THE DATA:
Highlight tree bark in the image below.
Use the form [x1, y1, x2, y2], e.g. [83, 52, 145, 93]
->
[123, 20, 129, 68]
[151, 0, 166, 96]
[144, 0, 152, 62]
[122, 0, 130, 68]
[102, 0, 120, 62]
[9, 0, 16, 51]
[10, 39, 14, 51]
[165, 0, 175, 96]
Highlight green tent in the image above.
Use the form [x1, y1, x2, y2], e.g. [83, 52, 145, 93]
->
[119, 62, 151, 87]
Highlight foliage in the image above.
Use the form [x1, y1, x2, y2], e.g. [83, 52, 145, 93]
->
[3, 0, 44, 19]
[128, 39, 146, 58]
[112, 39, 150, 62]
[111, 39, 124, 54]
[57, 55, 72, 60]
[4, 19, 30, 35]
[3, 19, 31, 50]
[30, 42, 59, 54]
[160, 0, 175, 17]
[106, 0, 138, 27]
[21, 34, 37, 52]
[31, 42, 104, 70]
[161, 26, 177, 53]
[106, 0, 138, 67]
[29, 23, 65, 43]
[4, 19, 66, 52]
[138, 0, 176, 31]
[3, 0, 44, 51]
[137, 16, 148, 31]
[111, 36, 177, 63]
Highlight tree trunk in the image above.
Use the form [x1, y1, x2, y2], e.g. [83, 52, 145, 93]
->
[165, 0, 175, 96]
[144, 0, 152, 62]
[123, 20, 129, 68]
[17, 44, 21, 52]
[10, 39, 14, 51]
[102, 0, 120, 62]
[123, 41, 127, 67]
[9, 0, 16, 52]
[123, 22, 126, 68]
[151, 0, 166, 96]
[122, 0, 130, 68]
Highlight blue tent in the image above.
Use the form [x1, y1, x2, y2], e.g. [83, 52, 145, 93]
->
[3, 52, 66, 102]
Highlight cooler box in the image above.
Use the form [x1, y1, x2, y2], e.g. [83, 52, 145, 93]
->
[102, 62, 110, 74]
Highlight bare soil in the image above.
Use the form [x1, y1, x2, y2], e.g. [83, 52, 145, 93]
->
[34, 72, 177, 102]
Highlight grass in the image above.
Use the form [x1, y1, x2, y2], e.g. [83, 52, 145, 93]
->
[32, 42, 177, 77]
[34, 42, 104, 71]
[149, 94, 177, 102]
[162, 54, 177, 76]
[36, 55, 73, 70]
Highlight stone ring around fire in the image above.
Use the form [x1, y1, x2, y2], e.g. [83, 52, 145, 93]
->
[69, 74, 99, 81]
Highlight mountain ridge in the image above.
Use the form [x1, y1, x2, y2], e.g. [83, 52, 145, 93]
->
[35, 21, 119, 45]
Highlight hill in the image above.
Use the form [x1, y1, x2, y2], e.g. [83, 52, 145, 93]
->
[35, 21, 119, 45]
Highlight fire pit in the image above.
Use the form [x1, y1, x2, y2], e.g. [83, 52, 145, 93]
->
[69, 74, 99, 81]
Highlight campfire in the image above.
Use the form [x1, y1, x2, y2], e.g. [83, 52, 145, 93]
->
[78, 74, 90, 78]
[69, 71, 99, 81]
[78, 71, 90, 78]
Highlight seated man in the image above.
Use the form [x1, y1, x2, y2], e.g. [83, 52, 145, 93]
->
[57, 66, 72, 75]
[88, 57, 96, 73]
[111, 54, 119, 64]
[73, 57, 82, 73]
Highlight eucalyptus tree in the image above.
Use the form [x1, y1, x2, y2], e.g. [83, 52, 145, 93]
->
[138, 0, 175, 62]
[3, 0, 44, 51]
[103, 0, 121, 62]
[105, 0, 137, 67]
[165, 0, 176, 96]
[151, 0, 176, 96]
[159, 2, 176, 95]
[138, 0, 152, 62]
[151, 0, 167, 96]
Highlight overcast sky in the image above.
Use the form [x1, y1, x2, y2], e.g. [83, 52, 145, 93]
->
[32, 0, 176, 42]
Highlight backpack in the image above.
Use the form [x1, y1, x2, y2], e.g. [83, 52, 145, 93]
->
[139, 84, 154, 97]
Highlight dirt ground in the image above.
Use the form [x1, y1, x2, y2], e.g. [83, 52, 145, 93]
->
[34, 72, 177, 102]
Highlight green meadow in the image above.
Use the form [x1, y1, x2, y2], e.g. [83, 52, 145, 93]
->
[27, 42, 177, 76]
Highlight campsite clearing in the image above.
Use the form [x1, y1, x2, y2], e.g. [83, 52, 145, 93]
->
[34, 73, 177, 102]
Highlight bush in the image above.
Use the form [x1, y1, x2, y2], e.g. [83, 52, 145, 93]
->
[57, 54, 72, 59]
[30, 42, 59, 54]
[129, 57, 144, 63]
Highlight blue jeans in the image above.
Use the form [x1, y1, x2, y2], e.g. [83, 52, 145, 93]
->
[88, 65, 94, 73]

YOUR TASK:
Output the data in full, exactly as it stands.

RESPONSE FOR THIS EXERCISE:
Highlight tree bark in the image below.
Use the form [x1, y1, x2, y2], e.g. [83, 52, 145, 93]
->
[123, 20, 129, 68]
[151, 0, 166, 96]
[144, 0, 152, 62]
[122, 0, 130, 68]
[102, 0, 120, 62]
[9, 0, 16, 51]
[10, 39, 14, 51]
[165, 0, 175, 96]
Highlight green tent in the image above.
Use the form [x1, y1, x2, y2], e.g. [83, 52, 145, 93]
->
[119, 62, 151, 87]
Highlight foliage in the image above.
Use the form [x1, y1, x2, y2], e.g. [83, 52, 145, 93]
->
[3, 0, 44, 19]
[128, 39, 146, 58]
[112, 39, 150, 62]
[111, 39, 124, 54]
[57, 55, 72, 60]
[4, 19, 30, 35]
[3, 19, 31, 50]
[30, 42, 59, 54]
[160, 0, 175, 17]
[106, 0, 138, 27]
[21, 34, 37, 52]
[31, 42, 104, 70]
[161, 26, 177, 53]
[106, 0, 138, 67]
[29, 23, 65, 43]
[4, 19, 66, 52]
[138, 0, 176, 31]
[3, 0, 44, 51]
[137, 16, 148, 31]
[111, 36, 177, 63]
Highlight tree trunk in the image above.
Use the form [x1, y1, x2, y2], e.g. [83, 52, 145, 93]
->
[165, 0, 175, 96]
[144, 0, 152, 62]
[123, 20, 129, 68]
[17, 44, 21, 52]
[10, 39, 14, 51]
[102, 0, 120, 62]
[123, 41, 127, 67]
[9, 0, 16, 52]
[123, 22, 126, 68]
[151, 0, 166, 96]
[122, 0, 130, 68]
Highlight blue tent in the image above.
Use the form [x1, y1, x2, y2], e.g. [83, 52, 145, 93]
->
[3, 52, 66, 102]
Highlight cooler box in the image above.
Use the form [x1, y1, x2, y2], e.g. [83, 52, 145, 93]
->
[102, 62, 110, 74]
Highlight bare soil in the image above.
Use the form [x1, y1, x2, y2], e.g. [83, 52, 145, 93]
->
[34, 72, 177, 102]
Highlight grass in the image above.
Use the form [x1, y1, x2, y2], e.g. [83, 52, 145, 93]
->
[32, 42, 177, 77]
[34, 42, 104, 71]
[149, 94, 177, 102]
[162, 54, 177, 76]
[36, 55, 73, 70]
Highlight stone ring around fire in the image above.
Use the form [x1, y1, x2, y2], e.g. [83, 52, 145, 93]
->
[69, 74, 99, 81]
Highlight mountain ridge in the image above.
Use the form [x1, y1, x2, y2], e.g. [83, 52, 145, 93]
->
[35, 21, 119, 45]
Highlight hill in the image above.
Use the form [x1, y1, x2, y2], e.g. [83, 52, 145, 93]
->
[35, 21, 119, 45]
Highlight fire pit in the image above.
Use the form [x1, y1, x2, y2], e.g. [83, 52, 145, 93]
->
[69, 74, 99, 81]
Highlight campfire in the image above.
Use the form [x1, y1, x2, y2], e.g. [83, 52, 145, 93]
->
[78, 74, 90, 78]
[69, 71, 99, 81]
[78, 71, 90, 78]
Highlight seated man in the image above.
Use the form [x1, y1, x2, y2], e.g. [83, 52, 145, 93]
->
[57, 66, 72, 75]
[88, 57, 96, 73]
[111, 54, 119, 64]
[73, 57, 82, 73]
Highlight eucalyptus tree in the image above.
Use the form [x1, y1, x2, y2], e.g. [83, 52, 145, 93]
->
[138, 0, 175, 62]
[3, 0, 44, 51]
[103, 0, 121, 62]
[105, 0, 137, 67]
[165, 0, 176, 96]
[151, 0, 176, 96]
[159, 2, 176, 95]
[138, 0, 152, 62]
[151, 0, 167, 96]
Highlight overcast sky in the image above.
Use the form [x1, y1, x2, y2], e.g. [83, 52, 145, 93]
->
[32, 0, 176, 42]
Highlight backpack in the image above.
Use the form [x1, y1, x2, y2], e.g. [83, 52, 145, 93]
->
[139, 84, 154, 97]
Highlight dirt ground in the image above.
Use the form [x1, y1, x2, y2], e.g. [83, 52, 145, 93]
->
[34, 72, 177, 102]
Highlight green meadow in the image above.
Use the form [x1, y1, x2, y2], e.g. [83, 52, 145, 93]
->
[27, 42, 177, 76]
Highlight campsite clearing in the image above.
Use the form [x1, y1, x2, y2], e.g. [83, 52, 145, 93]
->
[34, 73, 177, 102]
Highlight bush in the image above.
Use the form [x1, y1, x2, y2], e.g. [83, 52, 145, 93]
->
[57, 54, 72, 59]
[30, 42, 59, 54]
[129, 57, 144, 63]
Highlight blue jeans in the image above.
Use the form [x1, y1, x2, y2], e.g. [83, 52, 145, 93]
->
[88, 65, 94, 73]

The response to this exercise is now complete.